- Исходный фрагмент

- - - - - - -

Пол - в грязных подтеках, весь заставлен пустыми банками и бутылками. Среди них пять или шесть непочатых бутылок водки.
Самое удивительное, что "кошкина мама" ничуть не смутилась, увидев, что я потрясена увиденным. "Надо как-нибудь ремонт сделать,- небрежно сказала она.- Всё уже обветшало, проходите сюда, в комнату". В комнате была не застеленная кровать, стул с наброшенной на него одеждой, на столе разбросаны кипы бумаг. "Беру работу на дом, перешла в своей конторе на сдельную работу",- пояснила хозяйка.
Еще одна комната была закрыта. "Там всякий хлам складываю",- пояснила она.
Несколько примирила меня с "кошкиной мамой" стопка книг на этажерке. Когда человек любит читать, не всё потеряно. Но и тут она меня удивила:оказалось, что она большой поклонник Кастанеды, и советовала мне почитать его.

- - - - - - -

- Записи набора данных
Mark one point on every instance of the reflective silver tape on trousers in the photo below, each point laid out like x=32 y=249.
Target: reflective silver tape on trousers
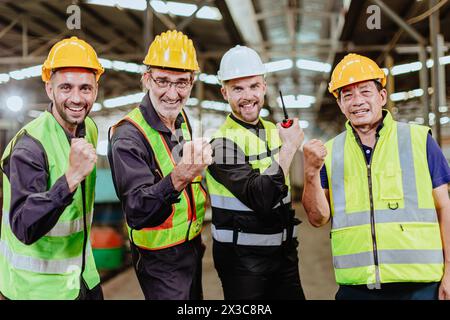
x=389 y=257
x=61 y=228
x=231 y=203
x=36 y=265
x=251 y=239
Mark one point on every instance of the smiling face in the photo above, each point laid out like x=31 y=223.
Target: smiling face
x=362 y=103
x=73 y=92
x=246 y=97
x=169 y=90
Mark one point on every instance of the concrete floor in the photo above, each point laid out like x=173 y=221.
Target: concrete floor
x=316 y=269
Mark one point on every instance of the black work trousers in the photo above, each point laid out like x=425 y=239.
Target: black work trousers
x=173 y=273
x=258 y=273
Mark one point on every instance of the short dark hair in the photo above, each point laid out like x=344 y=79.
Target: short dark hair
x=377 y=84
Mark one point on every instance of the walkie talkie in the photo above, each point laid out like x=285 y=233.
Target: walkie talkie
x=286 y=123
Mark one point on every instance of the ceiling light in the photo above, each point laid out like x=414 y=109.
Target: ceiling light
x=313 y=65
x=279 y=65
x=14 y=103
x=123 y=100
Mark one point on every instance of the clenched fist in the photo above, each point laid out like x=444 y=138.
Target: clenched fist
x=82 y=159
x=314 y=153
x=197 y=155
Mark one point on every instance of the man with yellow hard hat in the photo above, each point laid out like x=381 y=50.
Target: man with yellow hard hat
x=157 y=169
x=48 y=186
x=383 y=184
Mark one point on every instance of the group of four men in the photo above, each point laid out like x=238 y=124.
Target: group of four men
x=390 y=212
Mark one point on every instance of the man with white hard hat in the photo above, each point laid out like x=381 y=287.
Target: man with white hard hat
x=253 y=223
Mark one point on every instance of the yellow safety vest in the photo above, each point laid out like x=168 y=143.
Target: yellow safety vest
x=384 y=223
x=186 y=219
x=51 y=267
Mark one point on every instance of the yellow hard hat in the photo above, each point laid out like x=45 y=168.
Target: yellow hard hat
x=172 y=49
x=354 y=68
x=71 y=52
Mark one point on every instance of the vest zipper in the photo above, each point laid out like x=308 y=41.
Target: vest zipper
x=191 y=216
x=372 y=213
x=83 y=259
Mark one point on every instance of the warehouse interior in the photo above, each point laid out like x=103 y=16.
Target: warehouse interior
x=299 y=41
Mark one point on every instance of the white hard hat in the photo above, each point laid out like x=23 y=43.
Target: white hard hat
x=239 y=62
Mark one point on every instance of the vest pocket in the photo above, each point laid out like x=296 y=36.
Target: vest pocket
x=391 y=185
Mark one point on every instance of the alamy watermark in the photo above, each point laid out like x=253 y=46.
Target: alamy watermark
x=74 y=19
x=374 y=20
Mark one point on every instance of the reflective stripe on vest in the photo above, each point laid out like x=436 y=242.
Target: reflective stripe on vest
x=61 y=228
x=364 y=259
x=229 y=203
x=37 y=265
x=251 y=239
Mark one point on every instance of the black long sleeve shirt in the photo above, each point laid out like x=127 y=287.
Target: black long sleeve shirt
x=259 y=192
x=34 y=208
x=146 y=196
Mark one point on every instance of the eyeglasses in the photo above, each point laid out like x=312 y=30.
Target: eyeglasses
x=164 y=84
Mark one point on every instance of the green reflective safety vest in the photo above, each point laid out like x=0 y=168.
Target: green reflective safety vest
x=260 y=154
x=186 y=219
x=51 y=267
x=384 y=223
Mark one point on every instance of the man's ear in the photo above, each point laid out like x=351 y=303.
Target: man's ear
x=224 y=92
x=338 y=101
x=383 y=93
x=49 y=89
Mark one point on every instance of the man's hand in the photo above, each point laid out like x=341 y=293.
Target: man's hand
x=197 y=155
x=82 y=159
x=293 y=136
x=314 y=153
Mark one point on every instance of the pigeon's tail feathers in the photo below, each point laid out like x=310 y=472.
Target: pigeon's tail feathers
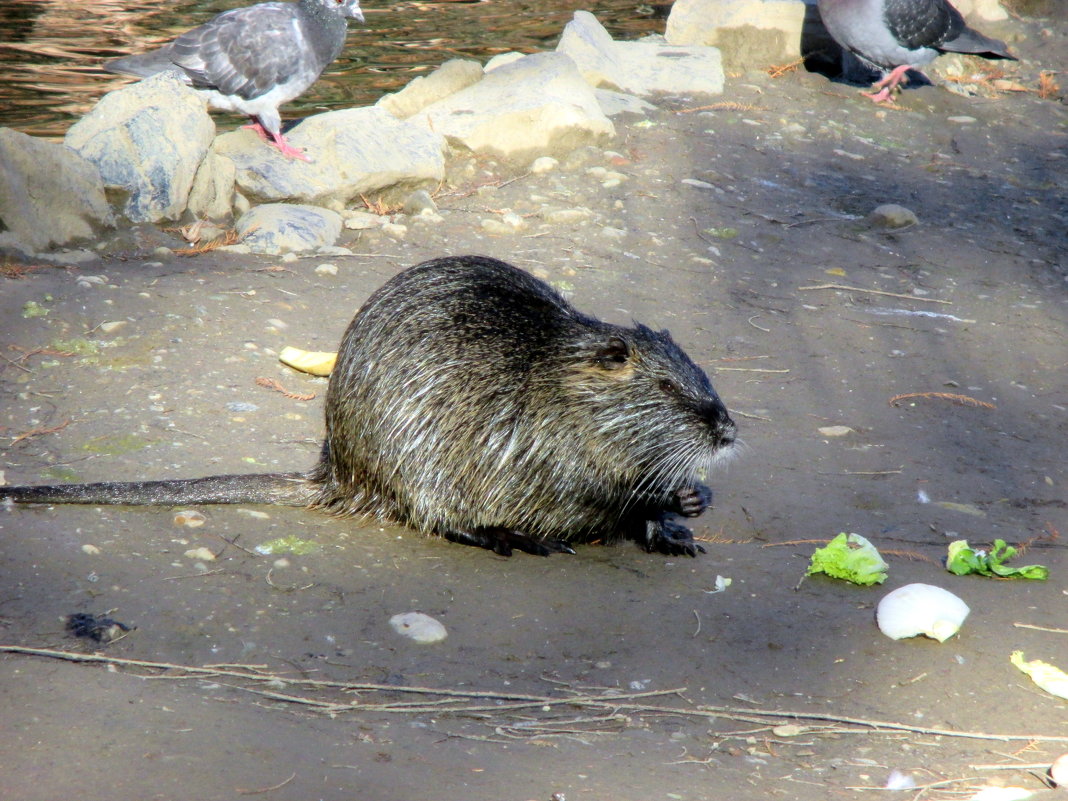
x=288 y=489
x=972 y=42
x=144 y=65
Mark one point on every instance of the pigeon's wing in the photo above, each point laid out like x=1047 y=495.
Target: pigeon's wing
x=144 y=65
x=917 y=24
x=246 y=51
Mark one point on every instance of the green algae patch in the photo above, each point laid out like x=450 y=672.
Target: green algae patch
x=79 y=346
x=115 y=444
x=291 y=544
x=33 y=309
x=62 y=474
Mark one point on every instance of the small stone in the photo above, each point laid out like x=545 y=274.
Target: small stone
x=497 y=228
x=189 y=518
x=835 y=430
x=567 y=216
x=419 y=627
x=543 y=165
x=892 y=216
x=418 y=203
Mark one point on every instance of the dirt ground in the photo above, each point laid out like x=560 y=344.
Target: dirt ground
x=972 y=300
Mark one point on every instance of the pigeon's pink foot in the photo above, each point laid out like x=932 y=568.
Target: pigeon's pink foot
x=278 y=140
x=287 y=150
x=888 y=84
x=260 y=130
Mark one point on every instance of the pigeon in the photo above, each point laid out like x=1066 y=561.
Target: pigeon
x=252 y=60
x=896 y=35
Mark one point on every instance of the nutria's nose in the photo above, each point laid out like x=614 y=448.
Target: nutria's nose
x=720 y=421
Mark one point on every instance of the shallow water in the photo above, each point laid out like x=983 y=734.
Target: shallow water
x=51 y=50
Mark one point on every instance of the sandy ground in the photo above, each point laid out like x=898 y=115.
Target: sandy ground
x=977 y=307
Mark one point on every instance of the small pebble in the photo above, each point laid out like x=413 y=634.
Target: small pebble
x=189 y=518
x=418 y=203
x=419 y=627
x=543 y=165
x=567 y=216
x=892 y=216
x=360 y=220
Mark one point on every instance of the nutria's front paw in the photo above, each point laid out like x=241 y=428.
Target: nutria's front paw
x=503 y=540
x=691 y=501
x=672 y=538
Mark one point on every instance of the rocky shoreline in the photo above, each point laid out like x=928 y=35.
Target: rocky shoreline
x=148 y=153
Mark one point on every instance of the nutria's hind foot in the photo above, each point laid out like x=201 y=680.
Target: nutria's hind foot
x=691 y=501
x=671 y=538
x=503 y=540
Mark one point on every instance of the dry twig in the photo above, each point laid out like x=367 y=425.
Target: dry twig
x=624 y=704
x=961 y=399
x=40 y=432
x=273 y=385
x=843 y=287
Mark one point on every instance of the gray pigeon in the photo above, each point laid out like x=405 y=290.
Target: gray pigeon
x=897 y=35
x=254 y=59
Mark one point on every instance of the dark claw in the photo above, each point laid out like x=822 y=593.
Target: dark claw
x=691 y=501
x=671 y=538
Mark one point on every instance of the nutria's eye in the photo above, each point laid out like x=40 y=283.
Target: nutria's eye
x=669 y=386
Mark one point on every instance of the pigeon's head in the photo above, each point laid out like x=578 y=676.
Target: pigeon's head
x=348 y=8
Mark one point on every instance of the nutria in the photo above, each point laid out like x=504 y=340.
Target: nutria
x=470 y=399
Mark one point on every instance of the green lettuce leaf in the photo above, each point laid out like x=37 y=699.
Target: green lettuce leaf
x=963 y=560
x=851 y=558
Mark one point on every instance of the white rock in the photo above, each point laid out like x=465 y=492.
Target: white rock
x=282 y=228
x=48 y=193
x=148 y=140
x=211 y=194
x=520 y=110
x=419 y=627
x=640 y=67
x=446 y=79
x=501 y=59
x=751 y=33
x=354 y=152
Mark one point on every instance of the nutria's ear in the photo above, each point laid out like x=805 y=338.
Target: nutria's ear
x=613 y=354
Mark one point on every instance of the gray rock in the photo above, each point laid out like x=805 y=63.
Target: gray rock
x=211 y=195
x=49 y=194
x=354 y=152
x=521 y=110
x=448 y=79
x=282 y=228
x=750 y=33
x=614 y=104
x=640 y=67
x=147 y=139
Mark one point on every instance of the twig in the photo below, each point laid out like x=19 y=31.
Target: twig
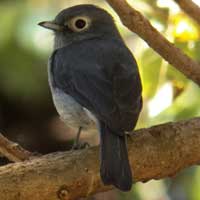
x=189 y=7
x=154 y=153
x=13 y=151
x=141 y=26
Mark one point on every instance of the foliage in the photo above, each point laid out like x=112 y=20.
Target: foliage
x=168 y=95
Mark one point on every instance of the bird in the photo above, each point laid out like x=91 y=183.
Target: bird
x=95 y=84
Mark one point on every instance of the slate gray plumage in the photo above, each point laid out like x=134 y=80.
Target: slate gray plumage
x=95 y=83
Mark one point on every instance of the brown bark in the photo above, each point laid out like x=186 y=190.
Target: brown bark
x=141 y=26
x=189 y=7
x=14 y=152
x=154 y=153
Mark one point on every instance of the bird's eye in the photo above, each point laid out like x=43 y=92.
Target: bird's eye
x=79 y=24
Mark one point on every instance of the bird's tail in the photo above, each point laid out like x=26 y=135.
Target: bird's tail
x=115 y=168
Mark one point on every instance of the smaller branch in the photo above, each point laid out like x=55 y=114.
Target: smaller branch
x=137 y=23
x=13 y=151
x=189 y=7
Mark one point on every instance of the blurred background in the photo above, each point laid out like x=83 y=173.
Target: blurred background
x=27 y=114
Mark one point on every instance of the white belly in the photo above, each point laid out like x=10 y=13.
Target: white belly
x=72 y=113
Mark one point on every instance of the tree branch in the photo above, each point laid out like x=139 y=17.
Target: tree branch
x=141 y=26
x=13 y=151
x=189 y=7
x=154 y=153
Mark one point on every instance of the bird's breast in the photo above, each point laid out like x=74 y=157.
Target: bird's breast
x=71 y=112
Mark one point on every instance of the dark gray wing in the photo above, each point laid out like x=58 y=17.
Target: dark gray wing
x=114 y=97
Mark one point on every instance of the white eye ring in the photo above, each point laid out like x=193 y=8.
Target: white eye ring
x=79 y=23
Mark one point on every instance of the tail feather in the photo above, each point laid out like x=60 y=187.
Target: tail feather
x=115 y=168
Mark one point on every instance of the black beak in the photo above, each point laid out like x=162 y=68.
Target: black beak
x=51 y=25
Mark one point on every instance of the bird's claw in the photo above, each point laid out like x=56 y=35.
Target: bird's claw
x=80 y=145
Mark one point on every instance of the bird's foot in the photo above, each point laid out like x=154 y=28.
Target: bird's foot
x=80 y=145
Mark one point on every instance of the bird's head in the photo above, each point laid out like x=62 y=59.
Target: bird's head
x=79 y=23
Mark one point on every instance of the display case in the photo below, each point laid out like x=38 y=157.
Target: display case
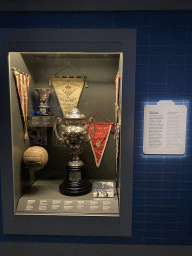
x=72 y=135
x=37 y=191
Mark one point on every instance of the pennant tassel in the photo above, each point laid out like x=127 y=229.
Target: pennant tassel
x=22 y=83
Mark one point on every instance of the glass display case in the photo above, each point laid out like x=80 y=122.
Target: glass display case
x=67 y=133
x=66 y=123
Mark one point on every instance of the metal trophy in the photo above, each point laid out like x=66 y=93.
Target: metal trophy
x=44 y=96
x=74 y=135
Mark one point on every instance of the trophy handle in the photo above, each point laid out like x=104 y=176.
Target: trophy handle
x=57 y=122
x=92 y=120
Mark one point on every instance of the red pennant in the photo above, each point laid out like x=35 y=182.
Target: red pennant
x=99 y=141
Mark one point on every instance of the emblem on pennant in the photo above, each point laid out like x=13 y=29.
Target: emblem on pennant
x=68 y=91
x=99 y=141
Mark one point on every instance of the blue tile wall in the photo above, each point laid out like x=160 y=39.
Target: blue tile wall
x=162 y=185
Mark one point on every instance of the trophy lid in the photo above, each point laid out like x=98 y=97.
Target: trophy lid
x=74 y=113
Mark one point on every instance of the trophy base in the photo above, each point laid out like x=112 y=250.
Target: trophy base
x=75 y=188
x=75 y=185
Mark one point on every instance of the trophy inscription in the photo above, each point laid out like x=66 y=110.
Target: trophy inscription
x=74 y=135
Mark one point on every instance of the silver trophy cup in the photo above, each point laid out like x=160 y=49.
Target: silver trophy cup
x=74 y=135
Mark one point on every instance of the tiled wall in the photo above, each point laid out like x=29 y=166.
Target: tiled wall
x=162 y=185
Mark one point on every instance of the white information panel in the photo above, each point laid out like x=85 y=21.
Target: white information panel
x=164 y=128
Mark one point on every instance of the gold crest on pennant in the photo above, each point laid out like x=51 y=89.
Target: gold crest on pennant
x=98 y=143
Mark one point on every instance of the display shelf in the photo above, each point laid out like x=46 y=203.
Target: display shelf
x=44 y=198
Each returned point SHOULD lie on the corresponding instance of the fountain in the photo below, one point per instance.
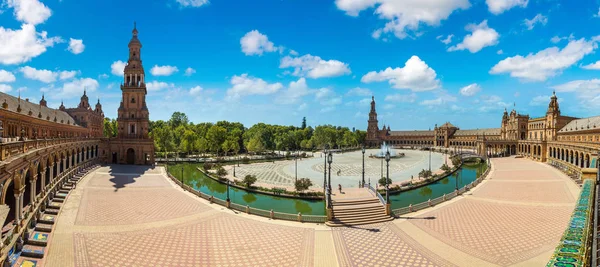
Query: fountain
(385, 148)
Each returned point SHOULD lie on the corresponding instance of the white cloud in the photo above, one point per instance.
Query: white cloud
(163, 70)
(7, 77)
(189, 71)
(404, 17)
(46, 76)
(442, 98)
(403, 98)
(416, 75)
(118, 68)
(295, 91)
(157, 86)
(593, 66)
(538, 19)
(480, 37)
(5, 88)
(247, 85)
(586, 91)
(470, 90)
(192, 3)
(314, 67)
(446, 40)
(357, 91)
(256, 43)
(499, 6)
(545, 63)
(196, 90)
(540, 100)
(29, 11)
(76, 46)
(20, 46)
(65, 75)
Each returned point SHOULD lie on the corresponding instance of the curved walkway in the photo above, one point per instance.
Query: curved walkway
(134, 216)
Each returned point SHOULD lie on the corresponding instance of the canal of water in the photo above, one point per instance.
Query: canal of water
(199, 181)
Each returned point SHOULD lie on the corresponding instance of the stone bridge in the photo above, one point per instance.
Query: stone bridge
(30, 173)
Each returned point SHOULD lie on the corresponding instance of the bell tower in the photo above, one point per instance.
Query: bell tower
(133, 116)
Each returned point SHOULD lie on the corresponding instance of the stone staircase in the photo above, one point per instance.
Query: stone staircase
(358, 212)
(36, 240)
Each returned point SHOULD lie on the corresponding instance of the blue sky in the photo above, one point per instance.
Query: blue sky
(277, 61)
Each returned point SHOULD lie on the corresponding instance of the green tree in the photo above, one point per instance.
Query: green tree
(249, 180)
(302, 184)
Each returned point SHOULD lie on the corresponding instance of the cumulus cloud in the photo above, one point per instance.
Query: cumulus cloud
(470, 90)
(497, 7)
(480, 37)
(416, 75)
(314, 67)
(586, 91)
(192, 3)
(256, 43)
(404, 17)
(593, 66)
(545, 63)
(163, 70)
(157, 86)
(20, 46)
(446, 40)
(29, 11)
(244, 85)
(357, 91)
(7, 77)
(118, 68)
(189, 71)
(538, 19)
(5, 88)
(76, 46)
(45, 76)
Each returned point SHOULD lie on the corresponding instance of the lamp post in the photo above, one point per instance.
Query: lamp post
(330, 160)
(363, 185)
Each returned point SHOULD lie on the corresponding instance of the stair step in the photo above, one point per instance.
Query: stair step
(355, 202)
(47, 218)
(33, 251)
(43, 227)
(38, 239)
(337, 223)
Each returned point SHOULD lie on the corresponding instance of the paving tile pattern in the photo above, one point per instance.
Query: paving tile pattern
(217, 241)
(107, 207)
(381, 245)
(499, 233)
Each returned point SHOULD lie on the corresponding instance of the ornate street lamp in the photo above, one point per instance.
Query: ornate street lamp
(363, 150)
(387, 177)
(330, 160)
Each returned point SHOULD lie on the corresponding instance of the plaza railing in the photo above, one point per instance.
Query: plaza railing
(574, 247)
(432, 202)
(374, 191)
(250, 210)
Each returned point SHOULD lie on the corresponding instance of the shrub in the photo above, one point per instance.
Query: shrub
(249, 180)
(303, 184)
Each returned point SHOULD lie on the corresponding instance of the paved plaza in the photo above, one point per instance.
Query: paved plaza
(349, 166)
(135, 216)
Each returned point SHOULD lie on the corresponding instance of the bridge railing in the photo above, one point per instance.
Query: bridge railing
(15, 148)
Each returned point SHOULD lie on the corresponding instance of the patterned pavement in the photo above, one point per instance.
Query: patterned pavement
(121, 216)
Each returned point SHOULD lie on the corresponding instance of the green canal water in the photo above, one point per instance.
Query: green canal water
(197, 180)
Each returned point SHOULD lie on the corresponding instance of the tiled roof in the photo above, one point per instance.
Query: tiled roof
(584, 124)
(488, 131)
(13, 103)
(412, 133)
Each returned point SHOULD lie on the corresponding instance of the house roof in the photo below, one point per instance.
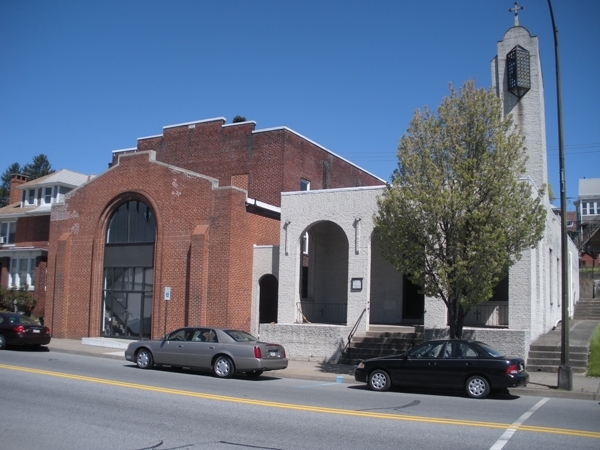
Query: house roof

- - - - - - -

- Задание A
Объясните в одном–трех предложениях, почему, согласно фрагменту о «кошкиной маме», стопка книг на этажерке несколько примирила рассказчицу с хозяйкой.
- Задание B
Продолжите фрагмент о «кошкиной маме», начав сразу после его последнего предложения.
Записи набора данных являются самостоятельным материалом.

- Ответ A
Стопка книг показала рассказчице, что хозяйка любит читать. По ее убеждению, когда человек любит читать, не всё потеряно.

- Ответ B
Своё недоумение (и это еще мягко сказано) я постаралась нейтрализовать тем, что "кошкина мама" любит животных. Жучка привязалась к ней, даже рвется к ней в дверь, когда мы проходим мимо ее квартиры. Чего еще надо? Но откуда тогда тревога на сердце, которая меня не отпускает? Ну в самом деле, что там может такого происходить, чтобы тревожиться?
Однако сердце не обмануло меня. Первое, что я увидела, войдя в квартиру,- блюдце с засохшими макаронами и плошку с остатками воды.
В квартире царила тишина и пахло не свежим воздухом.
Полагая, что Жучка у "кошкиной мамы", я открыла все окна и пошла в спальню переодеться после дороги. И когда я стала переодеваться, из-под кровати осторожно выглянула... Жучка.
Боже мой! Что же сделала "кошкина мама" с собакой, что та даже не поверила в появление хозяйки? А вид у нее был такой изможденный, будто ее и не кормили толком, и не выводили гулять.
И так оно и оказалось, когда я потребовала у "кошкиной мамы" отчета. Она ничего не отрицала, стала возвращать мне деньги, я их не взяла, но с тех пор перестала с нею здороваться.
Кстати, кошки от нее тоже убежали, хотя она каждый вечер выходила их искать и призывать.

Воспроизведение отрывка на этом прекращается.